Goal
Filter the data below and keep every line that contains the string "pavement", copying each one unchanged.
========================================================================
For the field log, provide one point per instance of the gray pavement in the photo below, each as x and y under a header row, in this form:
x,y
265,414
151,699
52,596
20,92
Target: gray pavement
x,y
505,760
========================================================================
Result for this exercise
For the field log, provide one point per instance of the gray pavement in the photo below, each as x and y under a header row, in this form:
Target: gray pavement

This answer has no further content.